“Lo spazio” serve proprio a tale scopo, poiché la funzione fantastica non è che questo: riserva infinita d’eternità contro il tempo (…. )Lo spazio è nostro amico, la nostra atmosfera spirituale, mentre invece il tempo corrode.
(Gilbert Durand, Les structures anthropologiques de l’imaginaire)
Il fascino profondo e anche un po’ misterioso (estetico, religioso, onirico, mitico) che emana dalla straordinaria azione pittorica di Gabriele Amadori evocata, accesa e stimolata da una qualche partitura sonora, nasce e risiede a mio parere da e in una singolare e vigorosa consapevolezza antropologica. La sapienza e la potenza rituale della sua “celebrazione” (ma potremmo benissimo dire della sua infatuazione o della sua possessione) hanno come epicentro lo scontro (e non certo l’incontro), il conflitto fatale e di-sperato tra l’eufemismo spaziale creato e ricreato infaticabilmente dalla fantasia e l’annientamento della disgregazione operato dal tempo. Si tratta di un nucleo simbolico di memorie remote, ma piuttosto ancestrali, sul quale Amadori opera una elaborazione, anzi una interpretazione perfettamente moderna e ineccepibilmente laica.

Record da una raccolta:
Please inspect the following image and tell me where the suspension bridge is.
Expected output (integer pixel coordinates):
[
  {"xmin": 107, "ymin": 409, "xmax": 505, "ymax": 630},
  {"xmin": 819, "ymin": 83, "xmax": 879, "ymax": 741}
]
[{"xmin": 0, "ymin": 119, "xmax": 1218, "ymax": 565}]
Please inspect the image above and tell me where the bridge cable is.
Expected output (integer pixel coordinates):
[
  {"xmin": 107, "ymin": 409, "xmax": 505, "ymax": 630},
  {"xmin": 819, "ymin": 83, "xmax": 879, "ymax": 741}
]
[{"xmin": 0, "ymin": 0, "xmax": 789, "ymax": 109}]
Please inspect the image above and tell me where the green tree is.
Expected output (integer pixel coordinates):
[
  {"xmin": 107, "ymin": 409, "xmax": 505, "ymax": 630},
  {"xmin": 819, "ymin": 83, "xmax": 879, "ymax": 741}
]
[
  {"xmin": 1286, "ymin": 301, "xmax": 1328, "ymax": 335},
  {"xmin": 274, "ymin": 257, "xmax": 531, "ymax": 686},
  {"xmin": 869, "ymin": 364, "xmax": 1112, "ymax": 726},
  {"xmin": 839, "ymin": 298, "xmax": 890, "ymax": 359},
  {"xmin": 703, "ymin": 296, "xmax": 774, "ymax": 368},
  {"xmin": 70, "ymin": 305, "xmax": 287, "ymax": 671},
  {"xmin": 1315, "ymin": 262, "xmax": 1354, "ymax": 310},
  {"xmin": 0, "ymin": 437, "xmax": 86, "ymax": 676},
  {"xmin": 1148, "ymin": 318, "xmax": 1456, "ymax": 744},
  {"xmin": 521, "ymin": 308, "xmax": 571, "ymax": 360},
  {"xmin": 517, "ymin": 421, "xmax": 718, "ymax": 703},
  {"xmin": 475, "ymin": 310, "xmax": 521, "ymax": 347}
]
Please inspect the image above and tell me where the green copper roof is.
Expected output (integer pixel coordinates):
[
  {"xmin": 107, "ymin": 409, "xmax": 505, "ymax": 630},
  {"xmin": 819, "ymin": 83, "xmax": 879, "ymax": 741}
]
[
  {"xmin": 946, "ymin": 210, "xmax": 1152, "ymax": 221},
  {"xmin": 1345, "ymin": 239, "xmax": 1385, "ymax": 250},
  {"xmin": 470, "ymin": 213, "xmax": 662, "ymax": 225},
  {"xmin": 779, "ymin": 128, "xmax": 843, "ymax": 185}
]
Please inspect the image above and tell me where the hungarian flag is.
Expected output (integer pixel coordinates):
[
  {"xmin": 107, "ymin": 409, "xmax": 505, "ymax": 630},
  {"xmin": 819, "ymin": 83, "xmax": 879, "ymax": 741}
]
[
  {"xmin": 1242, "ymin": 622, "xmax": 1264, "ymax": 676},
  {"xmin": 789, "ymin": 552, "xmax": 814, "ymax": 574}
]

- [Istruzioni operative]
[1] Elenca tutti gli aggettivi che il brano su Amadori riporta tra parentesi per qualificare il fascino della sua azione pittorica.
[2] Trascrivi dal brano su Amadori il tratto da "Il fascino profondo" fino a "e ineccepibilmente laica.".
[3] Nel brano su Amadori, come viene definita l'interpretazione che l'artista dà del nucleo simbolico di memorie remote?

- [Risposte per consegna]
[1] estetico, religioso, onirico, mitico

[2]
Il fascino profondo e anche un po’ misterioso (estetico, religioso, onirico, mitico) che emana dalla straordinaria azione pittorica di Gabriele Amadori evocata, accesa e stimolata da una qualche partitura sonora, nasce e risiede a mio parere da e in una singolare e vigorosa consapevolezza antropologica. La sapienza e la potenza rituale della sua “celebrazione” (ma potremmo benissimo dire della sua infatuazione o della sua possessione) hanno come epicentro lo scontro (e non certo l’incontro), il conflitto fatale e di-sperato tra l’eufemismo spaziale creato e ricreato infaticabilmente dalla fantasia e l’annientamento della disgregazione operato dal tempo. Si tratta di un nucleo simbolico di memorie remote, ma piuttosto ancestrali, sul quale Amadori opera una elaborazione, anzi una interpretazione perfettamente moderna e ineccepibilmente laica.

[3] Perfettamente moderna e ineccepibilmente laica.